----- PAGE

Briefing Room


2L explores global legal system through Moritz’s summer programs

September 6, 2016 | Students

Law school has done more for 2L Lauren Sabo than simply open to the door to a career in law. It has afforded her the opportunity to travel to and study on several different continents, making connections and gaining greater insight into the multitude of ways law is practiced around the globe.

This summer, Sabo traveled to China as part of the Moritz College of Law’s first class to attend the Southwest University of Political Science and Law Summer Program, before flying back to the states to take part in the College’s Washington, D.C., Summer Program where she worked in the Office of General Counsel in the Department of Education.

“I think being able to work with all types of people is a great benefit of the experience, but also learning to really take it upon yourself to make connections. You hear this all the time in law school, but I feel like the best part was hearing from the attorneys I was working for and being supervised by about their experiences and how they got where they are and being excited about something and saying ‘Yes I want to be part of this project,’ and then they really immerse you in the work,” she said. “One of the main things I would tell people about the D.C. program is if you have any inkling that you would like to live or work in D.C. at any point in time I would highly recommend doing something like the D.C. program. That’s where you’re going to meet people and get the experience, and it’s different than just flying in for a short weekend or trip.”

----------
----- DATA SUPPLIED

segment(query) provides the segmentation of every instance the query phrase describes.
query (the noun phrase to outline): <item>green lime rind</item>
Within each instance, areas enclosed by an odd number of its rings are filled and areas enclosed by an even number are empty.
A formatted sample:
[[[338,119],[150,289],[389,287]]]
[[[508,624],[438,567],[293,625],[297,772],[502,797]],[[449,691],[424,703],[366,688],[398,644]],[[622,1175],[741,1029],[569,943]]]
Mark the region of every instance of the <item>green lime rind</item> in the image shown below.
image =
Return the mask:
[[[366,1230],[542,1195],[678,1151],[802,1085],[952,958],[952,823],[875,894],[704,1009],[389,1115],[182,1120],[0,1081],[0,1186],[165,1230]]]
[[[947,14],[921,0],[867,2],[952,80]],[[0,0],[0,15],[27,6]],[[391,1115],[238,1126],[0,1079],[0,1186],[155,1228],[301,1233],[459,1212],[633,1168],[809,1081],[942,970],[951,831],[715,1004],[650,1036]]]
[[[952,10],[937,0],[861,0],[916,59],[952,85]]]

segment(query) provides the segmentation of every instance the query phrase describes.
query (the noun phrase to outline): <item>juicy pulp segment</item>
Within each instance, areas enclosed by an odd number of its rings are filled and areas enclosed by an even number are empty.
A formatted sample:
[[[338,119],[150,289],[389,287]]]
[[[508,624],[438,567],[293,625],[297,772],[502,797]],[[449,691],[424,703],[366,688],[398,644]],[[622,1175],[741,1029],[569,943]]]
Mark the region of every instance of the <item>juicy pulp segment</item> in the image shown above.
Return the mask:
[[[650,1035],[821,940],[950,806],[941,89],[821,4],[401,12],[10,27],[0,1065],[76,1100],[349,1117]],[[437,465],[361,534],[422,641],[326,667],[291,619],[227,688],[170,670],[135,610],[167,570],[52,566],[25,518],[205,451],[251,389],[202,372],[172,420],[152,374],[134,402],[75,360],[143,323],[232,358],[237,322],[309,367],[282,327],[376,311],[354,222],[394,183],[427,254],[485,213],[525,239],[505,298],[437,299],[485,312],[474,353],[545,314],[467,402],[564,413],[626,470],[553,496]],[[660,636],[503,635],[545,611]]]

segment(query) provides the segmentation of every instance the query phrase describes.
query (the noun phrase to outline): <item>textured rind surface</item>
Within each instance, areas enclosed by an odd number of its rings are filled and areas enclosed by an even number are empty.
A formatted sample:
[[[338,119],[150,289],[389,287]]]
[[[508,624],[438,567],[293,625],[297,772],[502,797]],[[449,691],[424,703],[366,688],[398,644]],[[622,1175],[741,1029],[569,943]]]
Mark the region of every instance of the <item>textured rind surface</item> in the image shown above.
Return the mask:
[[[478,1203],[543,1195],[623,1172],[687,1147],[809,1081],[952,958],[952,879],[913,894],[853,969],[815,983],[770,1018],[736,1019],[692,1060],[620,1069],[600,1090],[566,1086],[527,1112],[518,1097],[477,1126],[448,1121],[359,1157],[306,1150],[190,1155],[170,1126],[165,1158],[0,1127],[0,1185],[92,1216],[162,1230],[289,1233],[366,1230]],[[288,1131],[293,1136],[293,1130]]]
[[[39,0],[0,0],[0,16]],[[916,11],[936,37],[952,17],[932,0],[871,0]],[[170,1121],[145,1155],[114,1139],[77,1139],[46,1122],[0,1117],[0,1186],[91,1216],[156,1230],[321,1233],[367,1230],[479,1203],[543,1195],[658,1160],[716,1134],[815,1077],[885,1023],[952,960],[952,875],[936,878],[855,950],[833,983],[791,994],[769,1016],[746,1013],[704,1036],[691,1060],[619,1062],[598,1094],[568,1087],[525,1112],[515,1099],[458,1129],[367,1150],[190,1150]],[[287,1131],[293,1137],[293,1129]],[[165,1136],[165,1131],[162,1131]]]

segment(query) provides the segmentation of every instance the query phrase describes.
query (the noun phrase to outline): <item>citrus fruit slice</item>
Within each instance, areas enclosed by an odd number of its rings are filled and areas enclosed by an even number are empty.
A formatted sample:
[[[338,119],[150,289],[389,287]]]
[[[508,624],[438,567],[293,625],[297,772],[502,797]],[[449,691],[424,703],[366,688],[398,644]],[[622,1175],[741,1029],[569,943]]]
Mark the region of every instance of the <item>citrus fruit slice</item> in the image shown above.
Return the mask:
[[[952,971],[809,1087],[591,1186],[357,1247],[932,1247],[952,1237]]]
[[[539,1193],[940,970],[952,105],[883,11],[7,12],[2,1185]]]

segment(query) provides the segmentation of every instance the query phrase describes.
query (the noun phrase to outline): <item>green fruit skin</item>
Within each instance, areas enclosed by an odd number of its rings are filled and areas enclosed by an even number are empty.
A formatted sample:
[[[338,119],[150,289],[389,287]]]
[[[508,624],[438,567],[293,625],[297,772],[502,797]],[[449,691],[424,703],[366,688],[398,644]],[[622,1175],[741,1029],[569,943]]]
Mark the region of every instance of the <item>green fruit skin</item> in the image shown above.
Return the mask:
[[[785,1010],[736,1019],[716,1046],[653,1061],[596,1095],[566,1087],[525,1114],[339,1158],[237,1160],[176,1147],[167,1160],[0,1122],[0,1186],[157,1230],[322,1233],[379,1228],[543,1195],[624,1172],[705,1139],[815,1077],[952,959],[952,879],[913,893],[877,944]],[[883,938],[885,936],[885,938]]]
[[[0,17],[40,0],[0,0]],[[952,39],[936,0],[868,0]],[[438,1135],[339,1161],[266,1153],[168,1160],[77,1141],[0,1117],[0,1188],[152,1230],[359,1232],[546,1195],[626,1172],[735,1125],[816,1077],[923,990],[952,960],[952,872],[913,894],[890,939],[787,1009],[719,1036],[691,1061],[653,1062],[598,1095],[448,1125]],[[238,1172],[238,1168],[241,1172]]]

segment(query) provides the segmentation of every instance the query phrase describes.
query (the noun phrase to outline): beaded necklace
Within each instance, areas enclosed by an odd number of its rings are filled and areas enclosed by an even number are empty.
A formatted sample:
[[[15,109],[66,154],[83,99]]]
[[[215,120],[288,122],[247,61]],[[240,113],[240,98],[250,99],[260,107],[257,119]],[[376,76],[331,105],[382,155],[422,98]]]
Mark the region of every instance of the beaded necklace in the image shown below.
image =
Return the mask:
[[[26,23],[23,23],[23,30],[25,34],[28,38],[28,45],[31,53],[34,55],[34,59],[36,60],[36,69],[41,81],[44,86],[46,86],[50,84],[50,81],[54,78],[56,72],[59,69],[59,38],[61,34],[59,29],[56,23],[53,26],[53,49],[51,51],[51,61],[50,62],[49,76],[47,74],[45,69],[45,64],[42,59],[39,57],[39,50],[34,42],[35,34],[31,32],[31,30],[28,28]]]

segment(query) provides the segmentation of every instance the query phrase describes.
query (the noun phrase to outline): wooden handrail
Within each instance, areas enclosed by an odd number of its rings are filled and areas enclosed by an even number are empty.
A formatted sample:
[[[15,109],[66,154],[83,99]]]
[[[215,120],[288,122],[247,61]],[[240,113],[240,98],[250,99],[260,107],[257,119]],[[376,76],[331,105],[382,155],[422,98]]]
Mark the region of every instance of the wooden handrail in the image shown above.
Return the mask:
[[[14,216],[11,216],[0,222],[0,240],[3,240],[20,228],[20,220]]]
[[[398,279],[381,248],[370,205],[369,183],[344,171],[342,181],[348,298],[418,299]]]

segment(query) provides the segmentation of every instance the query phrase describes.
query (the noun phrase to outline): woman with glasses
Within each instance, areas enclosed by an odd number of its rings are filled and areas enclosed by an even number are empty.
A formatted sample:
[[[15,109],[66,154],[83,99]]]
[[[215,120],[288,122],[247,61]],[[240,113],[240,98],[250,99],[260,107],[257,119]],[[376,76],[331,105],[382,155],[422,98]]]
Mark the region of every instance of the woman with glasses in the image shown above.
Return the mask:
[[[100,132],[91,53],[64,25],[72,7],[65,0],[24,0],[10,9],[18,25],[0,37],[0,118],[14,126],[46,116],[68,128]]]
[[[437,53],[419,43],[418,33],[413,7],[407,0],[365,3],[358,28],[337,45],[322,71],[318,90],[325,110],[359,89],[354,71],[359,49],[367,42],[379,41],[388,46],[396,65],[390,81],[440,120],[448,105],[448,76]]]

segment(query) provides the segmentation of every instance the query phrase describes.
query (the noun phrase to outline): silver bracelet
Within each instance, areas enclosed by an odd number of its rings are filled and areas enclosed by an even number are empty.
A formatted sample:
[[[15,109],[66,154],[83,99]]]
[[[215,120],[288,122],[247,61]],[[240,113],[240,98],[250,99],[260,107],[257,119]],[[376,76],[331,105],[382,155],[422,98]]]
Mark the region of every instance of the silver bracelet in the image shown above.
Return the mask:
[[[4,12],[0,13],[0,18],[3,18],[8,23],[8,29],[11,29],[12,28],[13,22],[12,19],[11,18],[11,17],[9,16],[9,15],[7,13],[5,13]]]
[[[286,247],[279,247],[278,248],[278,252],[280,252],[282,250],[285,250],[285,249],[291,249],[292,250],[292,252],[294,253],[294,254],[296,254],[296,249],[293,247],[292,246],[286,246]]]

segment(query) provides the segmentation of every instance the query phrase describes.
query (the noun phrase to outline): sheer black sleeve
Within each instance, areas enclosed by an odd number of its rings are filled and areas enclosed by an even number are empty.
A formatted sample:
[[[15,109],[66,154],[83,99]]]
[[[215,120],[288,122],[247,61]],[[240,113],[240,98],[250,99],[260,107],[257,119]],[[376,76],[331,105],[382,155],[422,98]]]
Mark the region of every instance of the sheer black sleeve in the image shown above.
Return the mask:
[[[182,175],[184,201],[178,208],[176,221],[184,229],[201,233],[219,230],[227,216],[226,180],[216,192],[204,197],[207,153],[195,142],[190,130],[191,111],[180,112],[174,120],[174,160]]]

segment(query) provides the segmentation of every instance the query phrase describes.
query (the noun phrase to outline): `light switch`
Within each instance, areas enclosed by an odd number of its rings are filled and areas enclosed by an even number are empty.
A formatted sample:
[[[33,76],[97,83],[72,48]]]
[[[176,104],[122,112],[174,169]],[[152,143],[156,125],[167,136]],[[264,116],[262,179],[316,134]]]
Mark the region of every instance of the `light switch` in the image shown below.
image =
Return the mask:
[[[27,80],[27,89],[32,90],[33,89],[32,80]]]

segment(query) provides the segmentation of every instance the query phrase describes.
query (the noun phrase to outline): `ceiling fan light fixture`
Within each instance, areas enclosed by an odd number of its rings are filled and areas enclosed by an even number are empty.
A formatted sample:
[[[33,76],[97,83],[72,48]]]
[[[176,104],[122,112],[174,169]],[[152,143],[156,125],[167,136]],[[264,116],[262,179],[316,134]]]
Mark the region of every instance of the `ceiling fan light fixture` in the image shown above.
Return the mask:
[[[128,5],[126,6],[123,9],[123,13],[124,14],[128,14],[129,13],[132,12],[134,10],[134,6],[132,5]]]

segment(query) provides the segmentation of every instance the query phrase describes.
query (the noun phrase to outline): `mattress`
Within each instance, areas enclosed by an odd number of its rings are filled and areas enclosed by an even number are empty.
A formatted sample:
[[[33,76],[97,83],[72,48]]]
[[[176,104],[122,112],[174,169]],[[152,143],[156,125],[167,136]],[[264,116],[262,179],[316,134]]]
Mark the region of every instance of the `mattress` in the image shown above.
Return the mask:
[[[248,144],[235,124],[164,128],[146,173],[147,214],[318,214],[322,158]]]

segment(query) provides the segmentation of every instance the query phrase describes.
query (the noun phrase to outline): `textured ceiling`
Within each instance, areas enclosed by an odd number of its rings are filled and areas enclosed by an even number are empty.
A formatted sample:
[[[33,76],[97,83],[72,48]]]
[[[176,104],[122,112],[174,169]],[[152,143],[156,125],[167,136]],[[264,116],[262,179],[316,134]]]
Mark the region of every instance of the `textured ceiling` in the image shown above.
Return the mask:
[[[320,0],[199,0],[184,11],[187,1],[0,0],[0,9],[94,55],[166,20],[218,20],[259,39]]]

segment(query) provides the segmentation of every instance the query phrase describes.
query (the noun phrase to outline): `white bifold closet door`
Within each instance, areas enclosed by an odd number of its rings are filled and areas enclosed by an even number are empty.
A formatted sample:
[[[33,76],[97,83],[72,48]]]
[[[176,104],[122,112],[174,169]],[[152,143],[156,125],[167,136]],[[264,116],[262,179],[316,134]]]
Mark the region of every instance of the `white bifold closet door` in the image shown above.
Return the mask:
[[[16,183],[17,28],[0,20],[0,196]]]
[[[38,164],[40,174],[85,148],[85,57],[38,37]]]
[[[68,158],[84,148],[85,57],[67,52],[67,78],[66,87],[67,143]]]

----------

▶ _TO DO_: List every school, university, office, or government department named in the Briefing Room article above.

▶ _EXERCISE RESULT_:
Moritz College of Law
Southwest University of Political Science and Law
Office of General Counsel
Department of Education